Directions: Nothing but an exact reproduction of the records, pictures excluded, should be returned.

START The records

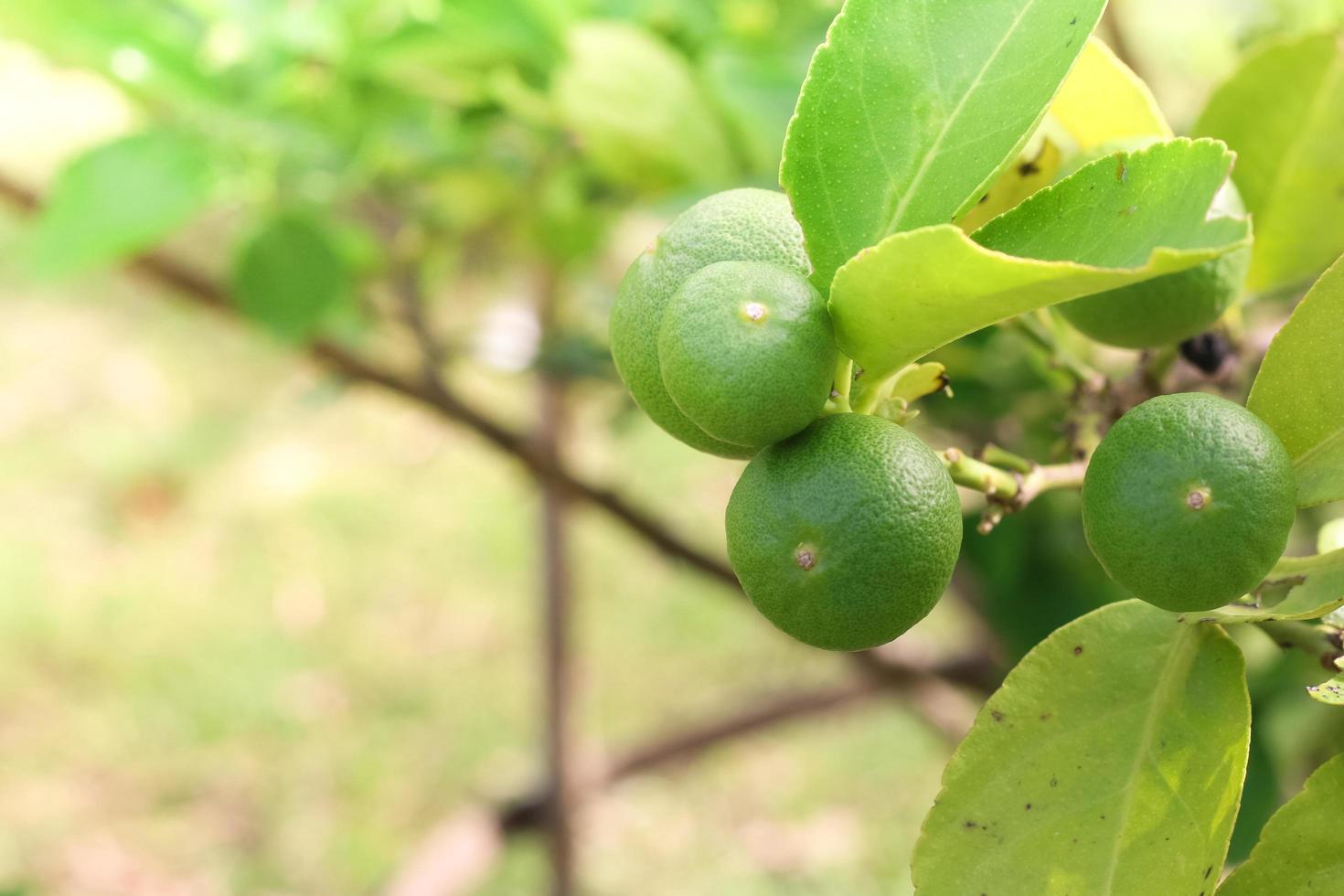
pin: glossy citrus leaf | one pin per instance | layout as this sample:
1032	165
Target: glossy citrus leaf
1284	116
910	111
1104	101
291	275
1300	389
1101	102
1109	763
637	111
1144	214
120	199
1298	853
1296	589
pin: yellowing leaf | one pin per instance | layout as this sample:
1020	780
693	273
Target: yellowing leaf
1140	215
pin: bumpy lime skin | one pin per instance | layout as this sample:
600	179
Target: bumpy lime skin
846	535
748	352
1189	501
738	225
1161	311
1167	309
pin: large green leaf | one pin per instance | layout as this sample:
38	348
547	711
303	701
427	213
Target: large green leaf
1121	219
1109	763
291	275
912	109
1101	102
1284	114
1296	589
1300	849
1300	389
119	199
637	111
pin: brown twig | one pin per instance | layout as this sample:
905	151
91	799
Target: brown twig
203	292
557	600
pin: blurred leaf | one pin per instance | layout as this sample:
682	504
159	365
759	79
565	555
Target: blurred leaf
637	111
120	199
291	275
1298	587
1108	763
1260	795
1284	116
910	111
1300	389
1298	852
1144	215
758	88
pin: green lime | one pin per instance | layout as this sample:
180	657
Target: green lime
1189	501
748	352
844	535
1171	308
738	225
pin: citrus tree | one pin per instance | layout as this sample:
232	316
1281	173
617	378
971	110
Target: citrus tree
944	174
980	199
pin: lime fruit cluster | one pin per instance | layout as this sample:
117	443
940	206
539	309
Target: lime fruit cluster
846	535
844	528
1171	308
1189	501
748	314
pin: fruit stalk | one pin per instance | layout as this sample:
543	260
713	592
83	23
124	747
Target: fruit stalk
1014	489
1318	641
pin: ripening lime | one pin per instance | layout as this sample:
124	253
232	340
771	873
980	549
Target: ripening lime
1189	500
738	225
844	535
748	351
1171	308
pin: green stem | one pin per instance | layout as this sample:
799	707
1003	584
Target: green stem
1034	331
840	387
1313	640
1012	489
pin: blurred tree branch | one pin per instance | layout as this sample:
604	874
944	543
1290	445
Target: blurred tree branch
429	389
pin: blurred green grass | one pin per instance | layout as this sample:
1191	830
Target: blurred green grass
258	635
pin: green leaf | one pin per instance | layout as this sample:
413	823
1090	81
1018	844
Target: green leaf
120	199
1144	214
910	111
1300	389
1296	589
1109	763
637	111
1101	103
1284	114
1104	101
1298	853
1329	692
291	277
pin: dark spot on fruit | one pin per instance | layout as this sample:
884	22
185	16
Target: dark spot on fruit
805	557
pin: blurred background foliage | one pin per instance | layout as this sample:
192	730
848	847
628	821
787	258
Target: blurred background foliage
258	632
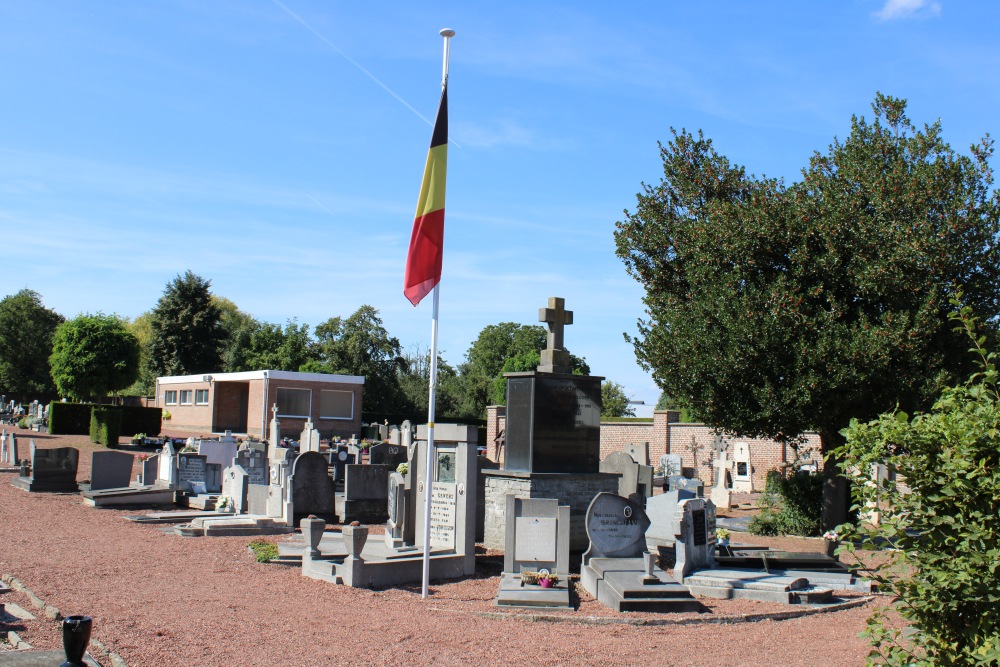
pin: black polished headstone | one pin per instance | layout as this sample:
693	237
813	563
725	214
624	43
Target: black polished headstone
553	423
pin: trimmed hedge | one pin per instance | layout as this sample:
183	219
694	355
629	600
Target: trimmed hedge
141	420
69	418
105	426
75	419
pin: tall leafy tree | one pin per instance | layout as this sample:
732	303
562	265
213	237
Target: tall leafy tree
614	401
187	332
360	345
775	309
93	356
26	331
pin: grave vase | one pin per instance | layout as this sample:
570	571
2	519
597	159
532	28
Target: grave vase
354	539
76	638
312	529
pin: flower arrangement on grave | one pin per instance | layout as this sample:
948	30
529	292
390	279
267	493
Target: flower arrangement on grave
224	504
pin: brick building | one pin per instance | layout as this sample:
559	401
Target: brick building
666	435
243	402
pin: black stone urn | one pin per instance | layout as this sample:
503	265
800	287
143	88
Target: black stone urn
76	638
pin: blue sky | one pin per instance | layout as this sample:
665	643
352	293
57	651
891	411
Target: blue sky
276	148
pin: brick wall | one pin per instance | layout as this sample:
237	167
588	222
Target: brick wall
692	442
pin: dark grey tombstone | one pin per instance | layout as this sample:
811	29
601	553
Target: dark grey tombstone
236	485
638	452
312	488
672	465
616	528
553	423
192	472
110	470
254	462
148	470
635	481
52	470
365	493
386	454
213	477
695	486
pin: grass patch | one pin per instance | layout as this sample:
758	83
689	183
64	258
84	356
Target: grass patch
264	551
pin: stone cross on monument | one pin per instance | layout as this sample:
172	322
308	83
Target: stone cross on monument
555	359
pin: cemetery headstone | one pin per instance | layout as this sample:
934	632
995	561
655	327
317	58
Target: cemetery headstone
110	470
694	536
387	454
742	468
236	485
52	470
312	488
192	473
636	481
638	452
616	528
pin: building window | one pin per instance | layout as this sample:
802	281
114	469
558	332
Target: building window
293	402
336	404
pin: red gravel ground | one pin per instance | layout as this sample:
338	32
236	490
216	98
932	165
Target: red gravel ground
159	599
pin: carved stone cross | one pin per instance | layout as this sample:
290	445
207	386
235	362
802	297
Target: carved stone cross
555	359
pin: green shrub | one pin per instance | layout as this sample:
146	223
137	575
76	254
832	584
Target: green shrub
69	418
944	529
137	419
264	551
105	426
792	506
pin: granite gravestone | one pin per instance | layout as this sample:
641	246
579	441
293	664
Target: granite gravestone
192	473
236	485
312	488
254	462
635	482
386	454
616	528
398	505
742	469
52	470
110	470
694	536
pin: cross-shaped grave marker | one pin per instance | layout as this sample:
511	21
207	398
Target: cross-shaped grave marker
554	358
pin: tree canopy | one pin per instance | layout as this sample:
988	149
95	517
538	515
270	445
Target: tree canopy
26	331
93	356
187	335
360	345
775	309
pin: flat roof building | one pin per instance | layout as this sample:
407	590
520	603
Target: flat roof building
244	402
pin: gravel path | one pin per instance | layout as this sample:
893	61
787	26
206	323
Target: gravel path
161	599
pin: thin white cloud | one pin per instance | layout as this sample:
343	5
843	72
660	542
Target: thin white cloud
907	9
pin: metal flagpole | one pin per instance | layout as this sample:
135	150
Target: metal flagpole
447	33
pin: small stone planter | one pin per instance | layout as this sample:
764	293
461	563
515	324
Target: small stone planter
354	539
312	529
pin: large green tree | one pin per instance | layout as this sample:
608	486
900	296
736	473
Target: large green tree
775	309
93	356
187	333
360	345
26	330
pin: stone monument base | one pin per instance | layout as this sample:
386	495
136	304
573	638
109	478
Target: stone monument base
575	490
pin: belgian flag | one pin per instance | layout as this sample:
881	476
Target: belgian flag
423	262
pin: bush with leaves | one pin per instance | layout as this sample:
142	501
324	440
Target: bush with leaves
943	569
792	506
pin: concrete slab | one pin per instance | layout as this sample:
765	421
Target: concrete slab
513	593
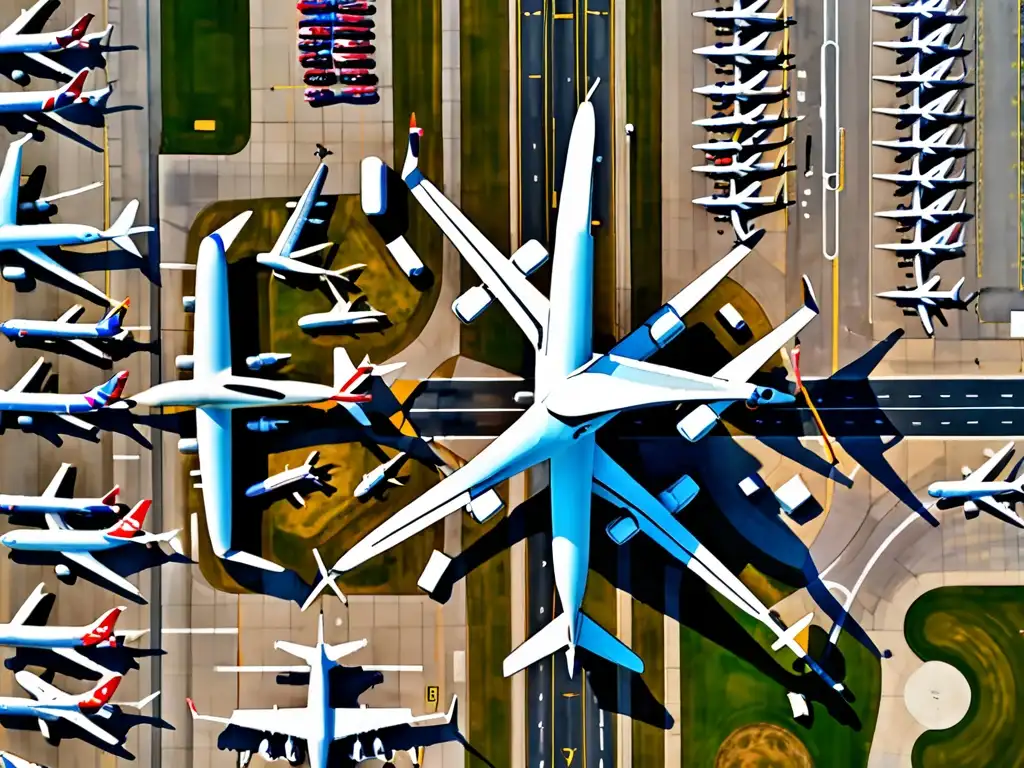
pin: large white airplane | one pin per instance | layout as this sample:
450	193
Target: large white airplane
927	300
317	725
28	241
979	491
743	16
79	548
935	177
58	499
51	706
933	213
577	392
215	391
947	242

END The records

Written solution:
pin: glossy citrus leaf | one pin per instance | layout as this sample:
1032	165
Target: glossy citrus leaf
1284	116
910	111
1104	101
291	275
1300	389
1101	102
1109	763
637	111
1144	214
120	199
1298	853
1296	589
pin: yellowing leaf | one pin per instance | layout as this sample:
1020	780
693	273
Target: yellowing leaf
1140	215
pin: bumpy lime skin | one pin per instance | layout as this sample:
600	179
Target: bumpy lime skin
846	535
748	352
1189	501
738	225
1161	311
1167	309
pin: large green leaf | one pin per instance | layout as this sample:
38	348
547	711
303	701
427	213
Target: large green leaf
1121	219
1109	763
291	275
912	109
1101	102
1284	114
1296	589
1300	849
1300	389
119	199
637	111
pin: brown twig | one pin per instance | layout as this sample:
905	151
91	799
Target: brown twig
203	292
557	600
pin: blurred leaf | one pin per instance | layout as this sample:
682	504
159	365
759	79
565	555
Target: blurred leaf
637	111
120	199
291	275
1298	587
1108	763
1260	795
1284	116
910	111
1300	389
1298	852
1144	215
758	88
pin: green lime | one pin per instance | layout as this sample:
180	657
Target: green lime
1189	501
748	352
844	535
1171	308
738	225
pin: citrus tree | one pin per instance | layout as this sample:
232	316
1281	173
617	378
971	110
Target: citrus tree
944	174
980	199
pin: lime fruit cluster | one pin per instance | layout as this sample:
117	443
940	206
539	309
Target: lime fruit cluster
846	535
844	528
1171	308
1189	501
748	314
pin: fruit stalk | one pin per instance | layout as this sample:
543	260
713	592
83	23
124	747
Target: fruit stalk
1014	489
1318	641
pin: ripening lime | one pin per instance | layout as this sample:
124	253
232	340
771	873
980	549
Target: ripening lime
1189	500
738	225
844	535
748	351
1171	308
pin: green stem | one pin per instance | layout as this sample:
799	707
1003	584
Target: green stem
1034	331
840	387
1313	640
1012	489
pin: blurred tree branch | one pin per instance | layout as this sample:
604	874
944	543
1290	445
Target: blurred tree branch
429	389
pin: blurred green grass | one pin per instance | layout as this sample:
1191	830
Target: blurred green grass
258	635
pin: green leaf | one pin per instance | layout as this sample:
413	823
1090	81
1018	844
Target: green leaf
120	199
1144	214
910	111
1300	389
1296	589
1109	763
637	111
1101	103
1284	114
1104	101
1298	853
1329	692
291	277
pin: dark spot on fruit | one pin per instance | layout as this sample:
884	22
185	16
Target: dark spot on fruit
805	557
pin: blurred background foliage | one pin per instance | layout as this sample:
192	730
848	847
628	821
787	258
Target: blurred background foliage
258	632
pin: black polished headstone | one pin per instance | layout as this sample:
693	237
813	563
725	214
624	43
Target: black polished headstone
553	423
pin: trimmed hedge | one pin per instance | layout as this sample:
183	219
694	355
629	600
Target: trimmed hedge
141	420
69	418
105	426
75	419
pin: tall leafy tree | one pin per instance | layout as this sample:
732	303
562	265
213	237
Target: tall leafy tree
614	401
187	332
360	345
775	309
93	356
26	331
pin: grave vase | one pin per instance | layout as this sample:
570	571
2	519
597	159
532	28
Target: grave vase
354	539
76	638
312	529
pin: flower arrangement on grave | one pin per instance | layout as this sample:
948	30
529	292
390	279
267	493
Target: flower arrangement on grave
224	504
pin: brick building | one pin per instance | layout as this sample:
559	401
Target: brick building
666	435
243	402
pin: black stone urn | one pin per instance | layout as this sample:
503	265
800	287
143	88
Target: black stone urn
76	638
pin: blue sky | one pin per instance | layout as this sample:
665	643
352	293
57	651
891	411
Target: blue sky
276	148
pin: brick wall | one pin per instance | layout as this sample:
237	167
588	222
Target: brick wall
692	442
pin: dark grey tombstone | one pin per instance | layout as this sample:
811	29
601	553
Target: dark grey tombstone
236	485
638	452
312	488
672	465
616	528
553	423
192	472
110	470
254	462
148	470
635	481
52	470
365	493
386	454
213	477
695	486
pin: grass patch | one pin per instance | layout as this sample:
758	83
689	183
64	258
84	356
Target: grass patch
264	551
pin: stone cross on monument | one pin per instance | layout as this sample:
172	322
308	83
Target: stone cross on monument
555	359
pin: cemetery headstone | one pin per instance | layout as this sample:
934	632
995	561
655	327
317	58
Target: cemetery headstone
110	470
694	536
387	454
742	468
236	485
52	470
312	488
192	473
636	481
638	452
616	528
pin: building window | one pin per instance | layout as this sample:
802	281
114	469
558	332
Target: building window
293	402
336	404
pin: red gravel ground | one pin per instance | layout as this sample:
338	32
236	490
216	98
932	165
Target: red gravel ground
159	599
pin: carved stone cross | one pin per instance | layout as this sample:
290	445
207	386
235	362
802	297
Target: carved stone cross
555	359
pin: green shrub | one pin per instance | layout as this sample:
146	223
137	575
76	254
832	584
Target: green shrub
69	418
944	529
137	419
264	551
105	426
792	506
pin: granite gravestone | one pin per instance | layout as this sample:
641	246
579	441
293	664
Target: granite gravestone
192	473
236	485
312	488
254	462
635	482
386	454
616	528
398	505
742	469
52	470
110	470
694	536
pin: cross-shaped grave marker | one pin per instance | layout as this sample:
511	21
207	398
Target: cross-shaped grave marker
554	358
pin: tree canopy | one pin per instance | layout as this sample:
988	149
95	517
538	515
270	445
Target: tree canopy
26	331
93	356
187	335
360	345
775	309
pin: flat roof building | one pin per instance | layout as this sample:
407	590
520	603
Target: flat roof building
244	402
pin: gravel path | one pin per instance | layout as this sample:
893	61
787	26
206	323
Target: gravel path
161	599
pin: thin white cloud | one pin per instance | layout as this sample:
343	5
843	72
660	542
Target: thin white cloud
907	9
pin: metal flagpole | one pin per instance | layout as this sample:
135	150
Target: metal flagpole
447	33
pin: small stone planter | one pin per instance | layout as this sample:
764	293
461	563
515	324
Target: small stone planter
354	539
312	529
pin: large green tree | one pin per instance | layout as this sample:
608	486
900	296
736	473
Target: large green tree
775	309
93	356
187	333
360	345
26	330
pin: stone monument base | one pin per instance | layout as this sample:
386	495
136	304
573	638
109	478
Target: stone monument base
575	490
pin: belgian flag | one pin per instance | layout as this sample:
881	476
Target: belgian flag
423	262
pin: bush with leaves | one pin per instance | layout as this sample:
142	501
324	440
Target: bush with leaves
943	569
792	506
pin: concrete slab | one pin per instance | layout as this sample:
765	421
Target: concrete slab
513	593
pin: large white airplane | one pin per instance | layout as this sample:
450	193
Target: large white airplane
927	300
317	725
28	241
979	491
743	16
79	548
935	177
58	499
51	706
933	213
577	392
215	391
947	242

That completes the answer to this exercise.